Recopiez intégralement et sans rien modifier l'extrait sur l'attaque allemande près d'Armentières.

# EXTRAIT DU TEXTE
-=-=-=-=-
Page:Revue des Deux Mondes - 1919 - tome 51.djvu/647

Le texte de cette page a été corrigé et est conforme au fac-similé.

C’étaient des divisions, à peine grossies en route de renforts expédiés d’Angleterre à la hâte, peu homogènes encore, et qu’on envoyait se refaire dans des secteurs calmes. Au centre, dans le secteur immédiatement au sud d’Armentières, vers le village de Bois-Grenier, se trouvaient insérées des troupes portugaises, fatiguées par un long séjour aux tranchées et d’ailleurs mal instruites de la guerre moderne. Elles allaient être relevées par une division anglaise. C’est sur elles que porta l’attaque. Un de ces brouillards d’ouate, comme il s’en élève le matin dans ces régions imprégnées d’eau, et qui ne laissent paraître que les têtes des saules, les cimes des peupliers, les faites des maisons flottant sur une mer de vapeurs blanchâtres, dissimula l’ennemi ; les assaillants parvinrent inaperçus à quatre mètres des mitrailleuses. La surprise fut complète. Les-Anglais, comptant peu sur la force de cette partie du front, avaient préparé, pour le cas où elle serait enfoncée, des bretelles destinées à limiter latéralement l’irruption de l’ennemi et à la coincer sur les flancs. La brèche s’ouvrit si vite que les bretelles ne purent être occupées à temps. La 51e division britannique qui se trouvait au repos, arrivant de la Somme, à huit kilomètres à l’arrière, fut attaquée, surprise dans ses cantonnements par les avant-gardes allemandes à dix heures du matin, moins de deux heures après le début de la bataille. Dans la soirée, l’armée Quasi, partie de la ligne Richebourg-I’Avoué-Neuve-Chapelle-Fauquissart-Bois-Grenier, venait border le cours de la Lawe et atteignait la Lys d’Estaires à Bac-saint-Maur. Le front fut emporté comme une toile d’araignée.
-=-=-=-=-
# DONNÉES SOURCES
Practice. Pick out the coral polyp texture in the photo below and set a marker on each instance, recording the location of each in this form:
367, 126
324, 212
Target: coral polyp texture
-=-=-=-=-
# SOLUTION CI-DESSOUS
Page:Revue des Deux Mondes - 1919 - tome 51.djvu/647

Le texte de cette page a été corrigé et est conforme au fac-similé.

C’étaient des divisions, à peine grossies en route de renforts expédiés d’Angleterre à la hâte, peu homogènes encore, et qu’on envoyait se refaire dans des secteurs calmes. Au centre, dans le secteur immédiatement au sud d’Armentières, vers le village de Bois-Grenier, se trouvaient insérées des troupes portugaises, fatiguées par un long séjour aux tranchées et d’ailleurs mal instruites de la guerre moderne. Elles allaient être relevées par une division anglaise. C’est sur elles que porta l’attaque. Un de ces brouillards d’ouate, comme il s’en élève le matin dans ces régions imprégnées d’eau, et qui ne laissent paraître que les têtes des saules, les cimes des peupliers, les faites des maisons flottant sur une mer de vapeurs blanchâtres, dissimula l’ennemi ; les assaillants parvinrent inaperçus à quatre mètres des mitrailleuses. La surprise fut complète. Les-Anglais, comptant peu sur la force de cette partie du front, avaient préparé, pour le cas où elle serait enfoncée, des bretelles destinées à limiter latéralement l’irruption de l’ennemi et à la coincer sur les flancs. La brèche s’ouvrit si vite que les bretelles ne purent être occupées à temps. La 51e division britannique qui se trouvait au repos, arrivant de la Somme, à huit kilomètres à l’arrière, fut attaquée, surprise dans ses cantonnements par les avant-gardes allemandes à dix heures du matin, moins de deux heures après le début de la bataille. Dans la soirée, l’armée Quasi, partie de la ligne Richebourg-I’Avoué-Neuve-Chapelle-Fauquissart-Bois-Grenier, venait border le cours de la Lawe et atteignait la Lys d’Estaires à Bac-saint-Maur. Le front fut emporté comme une toile d’araignée.